### Source excerpt
>> start

# Burton Binding Sizing



## Cue (Dec 24, 2012)

I had size 9.5 Burton Rulers with Cartels and used Mediums; fit perfectly. Ended up selling the bindings to guy with size 10.5 boot and the bindings were way too small. He took em anyway cause he was desperate and boarding the next day.


----------



## 24WERD (May 9, 2012)

you need med.


----------



## Lamps (Sep 3, 2011)

24WERD said:


> you need med.


Fer sure med


----------



## hktrdr (Apr 3, 2012)

Size medium for sure. I have used US10 vans with medium Burton bindings without problem (at the upper-end, but not fully maxed).


----------



## hktrdr (Apr 3, 2012)

Cue said:


> I had size 9.5 Burton Rulers with Cartels and used Mediums; fit perfectly. Ended up selling the bindings to guy with size 10.5 boot and the bindings were way too small. He took em anyway cause he was desperate and boarding the next day.

>> end

### Task description
In the binding sizing thread, why did the buyer with size 10.5 boots take the medium bindings even though they were way too small?

### Records supplied
>> start

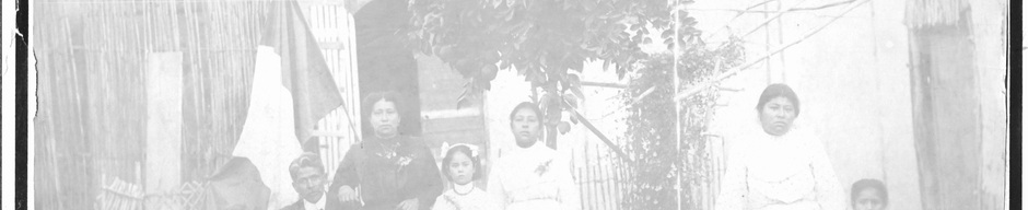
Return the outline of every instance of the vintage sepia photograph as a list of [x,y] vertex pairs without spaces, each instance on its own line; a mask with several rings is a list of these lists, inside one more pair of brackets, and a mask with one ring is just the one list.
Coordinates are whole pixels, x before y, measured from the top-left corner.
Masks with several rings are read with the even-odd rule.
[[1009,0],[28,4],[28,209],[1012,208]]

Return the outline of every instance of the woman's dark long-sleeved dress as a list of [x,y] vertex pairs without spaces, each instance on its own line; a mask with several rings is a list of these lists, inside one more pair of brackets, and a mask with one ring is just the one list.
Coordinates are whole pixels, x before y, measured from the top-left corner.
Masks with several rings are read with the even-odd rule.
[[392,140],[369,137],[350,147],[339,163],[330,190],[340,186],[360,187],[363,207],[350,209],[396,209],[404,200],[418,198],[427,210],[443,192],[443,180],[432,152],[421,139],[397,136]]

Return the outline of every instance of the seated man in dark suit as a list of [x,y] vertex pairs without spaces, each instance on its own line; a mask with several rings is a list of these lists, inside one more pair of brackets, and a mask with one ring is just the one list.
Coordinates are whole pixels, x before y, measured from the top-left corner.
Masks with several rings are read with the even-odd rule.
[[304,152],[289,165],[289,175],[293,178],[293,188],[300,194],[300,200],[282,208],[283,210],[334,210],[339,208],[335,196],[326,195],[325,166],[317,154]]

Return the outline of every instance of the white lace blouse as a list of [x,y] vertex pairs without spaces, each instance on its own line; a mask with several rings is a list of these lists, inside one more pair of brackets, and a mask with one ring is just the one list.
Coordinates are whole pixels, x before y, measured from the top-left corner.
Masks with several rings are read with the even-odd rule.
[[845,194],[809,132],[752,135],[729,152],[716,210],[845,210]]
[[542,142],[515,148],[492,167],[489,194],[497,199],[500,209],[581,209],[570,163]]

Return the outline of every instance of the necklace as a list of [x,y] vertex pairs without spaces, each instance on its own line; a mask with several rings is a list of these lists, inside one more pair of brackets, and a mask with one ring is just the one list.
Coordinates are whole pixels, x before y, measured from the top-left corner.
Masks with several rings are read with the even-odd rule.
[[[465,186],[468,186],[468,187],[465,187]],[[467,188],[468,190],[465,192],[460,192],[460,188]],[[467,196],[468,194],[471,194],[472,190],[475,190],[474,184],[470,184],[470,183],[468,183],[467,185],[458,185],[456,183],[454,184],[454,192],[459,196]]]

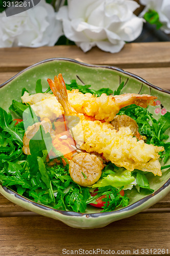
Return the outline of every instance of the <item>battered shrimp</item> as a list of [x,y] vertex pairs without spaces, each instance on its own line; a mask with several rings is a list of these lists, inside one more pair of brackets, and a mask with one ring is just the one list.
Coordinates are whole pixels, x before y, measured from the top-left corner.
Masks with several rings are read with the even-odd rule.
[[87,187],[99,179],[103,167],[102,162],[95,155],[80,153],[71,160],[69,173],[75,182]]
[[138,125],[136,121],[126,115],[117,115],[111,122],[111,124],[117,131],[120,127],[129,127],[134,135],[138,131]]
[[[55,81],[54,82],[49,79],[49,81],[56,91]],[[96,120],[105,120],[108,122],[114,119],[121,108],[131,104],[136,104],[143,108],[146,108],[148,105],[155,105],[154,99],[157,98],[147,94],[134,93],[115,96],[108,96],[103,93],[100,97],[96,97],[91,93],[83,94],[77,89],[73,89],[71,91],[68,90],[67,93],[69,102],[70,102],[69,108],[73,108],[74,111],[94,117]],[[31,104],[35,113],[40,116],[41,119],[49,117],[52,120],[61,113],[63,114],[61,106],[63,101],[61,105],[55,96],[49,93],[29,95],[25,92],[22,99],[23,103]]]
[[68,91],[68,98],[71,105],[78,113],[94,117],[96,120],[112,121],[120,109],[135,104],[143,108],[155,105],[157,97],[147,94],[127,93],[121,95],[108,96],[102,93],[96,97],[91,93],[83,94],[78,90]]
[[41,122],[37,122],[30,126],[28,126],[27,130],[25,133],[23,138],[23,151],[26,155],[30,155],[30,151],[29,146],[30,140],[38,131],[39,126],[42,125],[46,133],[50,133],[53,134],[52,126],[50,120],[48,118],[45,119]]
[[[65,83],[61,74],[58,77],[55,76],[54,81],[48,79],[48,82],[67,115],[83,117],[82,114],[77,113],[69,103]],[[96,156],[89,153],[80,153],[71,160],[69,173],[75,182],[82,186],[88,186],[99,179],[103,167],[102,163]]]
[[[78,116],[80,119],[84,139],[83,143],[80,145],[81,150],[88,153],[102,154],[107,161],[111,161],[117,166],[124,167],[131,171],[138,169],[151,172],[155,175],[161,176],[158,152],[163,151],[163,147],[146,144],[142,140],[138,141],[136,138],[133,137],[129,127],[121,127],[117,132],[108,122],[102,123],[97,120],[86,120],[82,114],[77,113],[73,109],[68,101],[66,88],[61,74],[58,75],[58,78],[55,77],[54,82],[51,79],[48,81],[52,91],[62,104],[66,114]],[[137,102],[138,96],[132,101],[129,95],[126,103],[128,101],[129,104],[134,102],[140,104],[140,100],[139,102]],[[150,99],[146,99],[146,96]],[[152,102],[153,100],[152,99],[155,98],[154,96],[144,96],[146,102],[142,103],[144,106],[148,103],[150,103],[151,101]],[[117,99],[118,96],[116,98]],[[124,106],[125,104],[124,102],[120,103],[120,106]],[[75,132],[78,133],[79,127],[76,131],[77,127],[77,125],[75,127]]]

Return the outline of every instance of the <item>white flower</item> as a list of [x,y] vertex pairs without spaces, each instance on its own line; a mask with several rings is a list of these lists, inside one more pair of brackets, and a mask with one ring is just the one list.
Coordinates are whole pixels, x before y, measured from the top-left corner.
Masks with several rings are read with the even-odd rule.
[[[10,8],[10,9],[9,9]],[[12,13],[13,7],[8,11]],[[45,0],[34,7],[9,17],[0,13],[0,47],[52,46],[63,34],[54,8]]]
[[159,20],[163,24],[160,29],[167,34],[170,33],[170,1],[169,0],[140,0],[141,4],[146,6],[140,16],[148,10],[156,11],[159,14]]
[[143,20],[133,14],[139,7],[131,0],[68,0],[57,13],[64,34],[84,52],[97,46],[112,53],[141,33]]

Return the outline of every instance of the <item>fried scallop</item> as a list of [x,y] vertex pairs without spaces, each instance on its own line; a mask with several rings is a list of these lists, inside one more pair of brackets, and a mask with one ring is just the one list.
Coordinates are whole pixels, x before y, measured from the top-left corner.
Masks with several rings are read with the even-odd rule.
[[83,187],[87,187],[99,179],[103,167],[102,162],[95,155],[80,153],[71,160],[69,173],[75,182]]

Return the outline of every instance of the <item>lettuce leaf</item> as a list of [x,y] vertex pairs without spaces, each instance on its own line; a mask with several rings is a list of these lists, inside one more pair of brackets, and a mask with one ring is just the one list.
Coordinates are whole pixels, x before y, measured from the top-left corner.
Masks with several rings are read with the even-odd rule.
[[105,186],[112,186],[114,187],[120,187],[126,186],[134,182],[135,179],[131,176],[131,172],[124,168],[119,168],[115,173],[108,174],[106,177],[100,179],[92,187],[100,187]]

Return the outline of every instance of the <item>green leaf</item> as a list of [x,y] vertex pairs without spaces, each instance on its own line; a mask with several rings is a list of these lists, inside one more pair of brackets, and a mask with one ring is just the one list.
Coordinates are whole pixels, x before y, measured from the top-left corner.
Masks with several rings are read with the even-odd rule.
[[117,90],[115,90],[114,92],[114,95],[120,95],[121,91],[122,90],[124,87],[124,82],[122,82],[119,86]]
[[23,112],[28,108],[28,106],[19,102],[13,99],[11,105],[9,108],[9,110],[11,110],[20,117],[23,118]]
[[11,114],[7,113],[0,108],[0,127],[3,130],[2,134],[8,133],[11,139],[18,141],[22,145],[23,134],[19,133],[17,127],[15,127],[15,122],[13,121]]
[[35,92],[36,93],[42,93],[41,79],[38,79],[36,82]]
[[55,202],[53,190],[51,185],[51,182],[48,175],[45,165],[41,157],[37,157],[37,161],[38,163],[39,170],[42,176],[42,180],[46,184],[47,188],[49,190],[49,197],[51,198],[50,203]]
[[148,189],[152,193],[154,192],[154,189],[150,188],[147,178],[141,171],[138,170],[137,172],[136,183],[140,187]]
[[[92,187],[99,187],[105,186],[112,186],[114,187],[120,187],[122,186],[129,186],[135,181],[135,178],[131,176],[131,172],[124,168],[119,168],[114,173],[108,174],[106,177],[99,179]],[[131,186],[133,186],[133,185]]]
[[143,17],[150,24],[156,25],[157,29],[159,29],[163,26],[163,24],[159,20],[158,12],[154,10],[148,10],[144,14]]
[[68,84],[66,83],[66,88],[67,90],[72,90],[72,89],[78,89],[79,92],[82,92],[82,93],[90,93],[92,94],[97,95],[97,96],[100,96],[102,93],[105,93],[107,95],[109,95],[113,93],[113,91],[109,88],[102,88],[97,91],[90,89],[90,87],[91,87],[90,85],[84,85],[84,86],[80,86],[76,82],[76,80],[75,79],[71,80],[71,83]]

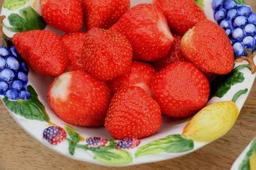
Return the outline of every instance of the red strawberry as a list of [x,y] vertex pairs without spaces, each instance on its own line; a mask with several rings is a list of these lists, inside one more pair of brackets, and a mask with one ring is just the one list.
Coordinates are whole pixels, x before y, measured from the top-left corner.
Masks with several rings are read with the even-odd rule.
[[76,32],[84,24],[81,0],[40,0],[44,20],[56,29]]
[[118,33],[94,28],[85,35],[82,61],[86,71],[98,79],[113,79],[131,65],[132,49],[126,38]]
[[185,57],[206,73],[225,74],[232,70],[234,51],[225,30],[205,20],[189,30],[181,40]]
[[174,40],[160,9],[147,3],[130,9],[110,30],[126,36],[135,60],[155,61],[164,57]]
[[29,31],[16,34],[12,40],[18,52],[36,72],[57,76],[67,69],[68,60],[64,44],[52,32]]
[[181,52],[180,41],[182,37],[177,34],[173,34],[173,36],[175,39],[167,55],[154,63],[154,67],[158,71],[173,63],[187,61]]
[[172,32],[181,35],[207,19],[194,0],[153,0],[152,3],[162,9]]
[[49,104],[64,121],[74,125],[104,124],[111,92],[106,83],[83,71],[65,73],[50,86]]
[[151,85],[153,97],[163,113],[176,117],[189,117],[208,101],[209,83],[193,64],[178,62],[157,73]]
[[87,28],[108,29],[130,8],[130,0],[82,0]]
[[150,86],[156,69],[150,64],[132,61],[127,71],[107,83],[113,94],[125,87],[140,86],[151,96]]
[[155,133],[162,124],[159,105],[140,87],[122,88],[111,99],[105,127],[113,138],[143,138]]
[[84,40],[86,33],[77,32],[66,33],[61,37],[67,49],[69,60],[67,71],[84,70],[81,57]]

>> end
>> start

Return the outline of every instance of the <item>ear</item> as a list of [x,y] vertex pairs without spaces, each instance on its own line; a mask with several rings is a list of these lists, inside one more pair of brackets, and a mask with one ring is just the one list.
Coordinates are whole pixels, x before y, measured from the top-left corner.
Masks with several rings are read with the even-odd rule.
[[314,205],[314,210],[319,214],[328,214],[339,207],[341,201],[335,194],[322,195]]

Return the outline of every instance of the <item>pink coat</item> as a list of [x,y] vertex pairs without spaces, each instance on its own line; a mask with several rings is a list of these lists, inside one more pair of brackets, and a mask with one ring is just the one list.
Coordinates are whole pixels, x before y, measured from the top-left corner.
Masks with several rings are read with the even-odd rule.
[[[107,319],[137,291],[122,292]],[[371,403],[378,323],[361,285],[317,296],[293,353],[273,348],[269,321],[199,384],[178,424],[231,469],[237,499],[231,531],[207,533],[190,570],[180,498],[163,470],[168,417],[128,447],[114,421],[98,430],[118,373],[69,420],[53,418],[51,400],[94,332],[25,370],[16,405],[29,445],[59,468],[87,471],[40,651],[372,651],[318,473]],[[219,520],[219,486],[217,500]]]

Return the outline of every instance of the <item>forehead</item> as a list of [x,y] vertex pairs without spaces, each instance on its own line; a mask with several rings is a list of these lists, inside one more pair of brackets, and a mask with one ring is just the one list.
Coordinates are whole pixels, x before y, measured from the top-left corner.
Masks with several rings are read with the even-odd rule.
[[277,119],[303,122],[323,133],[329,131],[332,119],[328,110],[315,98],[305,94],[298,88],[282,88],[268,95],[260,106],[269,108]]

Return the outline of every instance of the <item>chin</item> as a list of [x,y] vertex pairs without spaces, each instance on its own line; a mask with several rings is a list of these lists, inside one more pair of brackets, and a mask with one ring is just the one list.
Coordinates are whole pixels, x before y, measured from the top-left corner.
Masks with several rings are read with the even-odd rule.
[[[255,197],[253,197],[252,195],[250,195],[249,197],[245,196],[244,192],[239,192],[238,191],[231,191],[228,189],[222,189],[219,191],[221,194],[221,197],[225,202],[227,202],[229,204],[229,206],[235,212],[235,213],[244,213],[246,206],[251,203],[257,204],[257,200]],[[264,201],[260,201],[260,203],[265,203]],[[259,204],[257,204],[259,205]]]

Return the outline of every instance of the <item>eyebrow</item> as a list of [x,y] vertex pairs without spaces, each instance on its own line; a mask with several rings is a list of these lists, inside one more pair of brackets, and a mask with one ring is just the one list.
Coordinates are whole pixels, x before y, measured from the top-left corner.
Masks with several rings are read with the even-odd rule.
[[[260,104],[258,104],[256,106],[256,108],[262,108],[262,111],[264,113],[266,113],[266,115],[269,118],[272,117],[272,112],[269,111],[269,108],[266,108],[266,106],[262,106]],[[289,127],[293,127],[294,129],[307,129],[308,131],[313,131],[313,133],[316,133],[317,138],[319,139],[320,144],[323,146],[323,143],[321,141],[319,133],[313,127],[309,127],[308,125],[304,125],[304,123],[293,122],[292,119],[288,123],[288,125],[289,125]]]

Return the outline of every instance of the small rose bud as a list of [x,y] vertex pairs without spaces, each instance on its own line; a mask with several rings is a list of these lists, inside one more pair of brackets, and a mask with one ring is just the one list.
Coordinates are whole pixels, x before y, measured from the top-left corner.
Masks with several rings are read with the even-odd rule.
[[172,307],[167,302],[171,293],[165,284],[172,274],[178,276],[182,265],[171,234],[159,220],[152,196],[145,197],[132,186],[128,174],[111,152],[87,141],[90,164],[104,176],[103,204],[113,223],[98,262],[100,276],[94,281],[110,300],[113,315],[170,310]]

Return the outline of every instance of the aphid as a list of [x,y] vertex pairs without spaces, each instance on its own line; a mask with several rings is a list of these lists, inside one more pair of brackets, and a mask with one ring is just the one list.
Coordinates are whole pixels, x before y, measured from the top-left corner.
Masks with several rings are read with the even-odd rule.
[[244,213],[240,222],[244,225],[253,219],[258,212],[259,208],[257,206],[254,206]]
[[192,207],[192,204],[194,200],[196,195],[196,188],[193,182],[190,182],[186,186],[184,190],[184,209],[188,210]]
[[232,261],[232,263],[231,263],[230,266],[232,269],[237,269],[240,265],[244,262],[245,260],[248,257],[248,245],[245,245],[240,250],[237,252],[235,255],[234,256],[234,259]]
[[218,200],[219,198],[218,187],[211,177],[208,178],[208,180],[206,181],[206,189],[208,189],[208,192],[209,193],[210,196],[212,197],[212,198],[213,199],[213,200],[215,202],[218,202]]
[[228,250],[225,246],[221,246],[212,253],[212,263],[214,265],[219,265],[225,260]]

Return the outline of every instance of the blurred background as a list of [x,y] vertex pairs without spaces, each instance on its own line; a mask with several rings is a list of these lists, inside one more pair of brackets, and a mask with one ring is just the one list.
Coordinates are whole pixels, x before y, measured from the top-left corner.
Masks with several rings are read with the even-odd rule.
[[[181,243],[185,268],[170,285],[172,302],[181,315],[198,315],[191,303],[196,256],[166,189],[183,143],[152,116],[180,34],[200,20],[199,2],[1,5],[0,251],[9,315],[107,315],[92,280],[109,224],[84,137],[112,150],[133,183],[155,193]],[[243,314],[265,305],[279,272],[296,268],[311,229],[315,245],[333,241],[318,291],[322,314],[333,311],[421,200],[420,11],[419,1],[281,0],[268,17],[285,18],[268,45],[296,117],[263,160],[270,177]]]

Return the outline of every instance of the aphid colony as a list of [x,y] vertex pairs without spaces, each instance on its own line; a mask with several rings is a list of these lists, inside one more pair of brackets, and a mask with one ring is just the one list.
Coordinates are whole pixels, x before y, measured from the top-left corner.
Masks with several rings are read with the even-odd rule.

>> end
>> start

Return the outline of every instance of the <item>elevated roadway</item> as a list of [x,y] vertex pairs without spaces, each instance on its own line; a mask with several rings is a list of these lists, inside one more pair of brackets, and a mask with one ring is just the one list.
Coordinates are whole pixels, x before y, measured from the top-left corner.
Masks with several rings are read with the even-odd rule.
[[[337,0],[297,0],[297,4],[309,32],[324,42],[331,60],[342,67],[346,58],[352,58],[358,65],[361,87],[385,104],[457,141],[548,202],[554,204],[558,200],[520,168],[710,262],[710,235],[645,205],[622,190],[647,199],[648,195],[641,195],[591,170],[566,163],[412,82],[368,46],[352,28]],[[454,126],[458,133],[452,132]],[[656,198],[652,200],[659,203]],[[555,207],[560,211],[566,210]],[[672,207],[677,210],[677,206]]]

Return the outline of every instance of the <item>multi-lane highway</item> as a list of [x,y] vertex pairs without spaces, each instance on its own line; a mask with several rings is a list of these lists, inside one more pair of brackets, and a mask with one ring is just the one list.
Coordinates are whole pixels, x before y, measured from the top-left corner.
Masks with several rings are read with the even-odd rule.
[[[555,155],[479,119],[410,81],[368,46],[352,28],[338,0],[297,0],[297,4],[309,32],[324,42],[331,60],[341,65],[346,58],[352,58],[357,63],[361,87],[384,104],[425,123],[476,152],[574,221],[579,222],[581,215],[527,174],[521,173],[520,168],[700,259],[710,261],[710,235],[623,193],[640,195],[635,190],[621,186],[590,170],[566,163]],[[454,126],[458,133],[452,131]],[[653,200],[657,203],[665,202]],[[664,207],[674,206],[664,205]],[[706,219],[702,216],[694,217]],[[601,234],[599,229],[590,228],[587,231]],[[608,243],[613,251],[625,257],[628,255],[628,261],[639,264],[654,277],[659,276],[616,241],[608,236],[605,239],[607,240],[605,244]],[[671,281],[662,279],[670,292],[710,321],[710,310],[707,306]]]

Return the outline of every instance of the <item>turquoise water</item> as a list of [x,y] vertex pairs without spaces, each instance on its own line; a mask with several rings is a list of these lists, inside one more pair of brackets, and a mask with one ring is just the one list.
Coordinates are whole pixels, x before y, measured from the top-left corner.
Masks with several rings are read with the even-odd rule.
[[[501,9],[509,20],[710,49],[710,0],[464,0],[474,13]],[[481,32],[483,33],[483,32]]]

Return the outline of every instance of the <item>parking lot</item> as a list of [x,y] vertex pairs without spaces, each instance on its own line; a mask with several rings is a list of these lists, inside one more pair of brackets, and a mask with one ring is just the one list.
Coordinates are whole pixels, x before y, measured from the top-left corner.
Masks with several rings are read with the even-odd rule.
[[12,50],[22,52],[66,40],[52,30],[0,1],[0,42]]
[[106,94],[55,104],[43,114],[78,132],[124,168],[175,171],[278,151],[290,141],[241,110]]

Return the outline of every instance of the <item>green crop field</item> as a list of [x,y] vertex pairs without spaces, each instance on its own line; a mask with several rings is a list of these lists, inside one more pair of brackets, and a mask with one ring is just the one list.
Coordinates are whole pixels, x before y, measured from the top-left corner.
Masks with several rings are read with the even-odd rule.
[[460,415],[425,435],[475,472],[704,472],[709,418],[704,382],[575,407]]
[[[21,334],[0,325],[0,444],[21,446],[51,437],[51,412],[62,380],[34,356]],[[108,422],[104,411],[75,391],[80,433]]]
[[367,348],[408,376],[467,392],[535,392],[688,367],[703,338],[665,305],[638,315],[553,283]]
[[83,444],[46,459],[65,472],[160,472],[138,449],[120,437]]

>> end

### The answer
He took them because he was desperate and was going boarding the next day.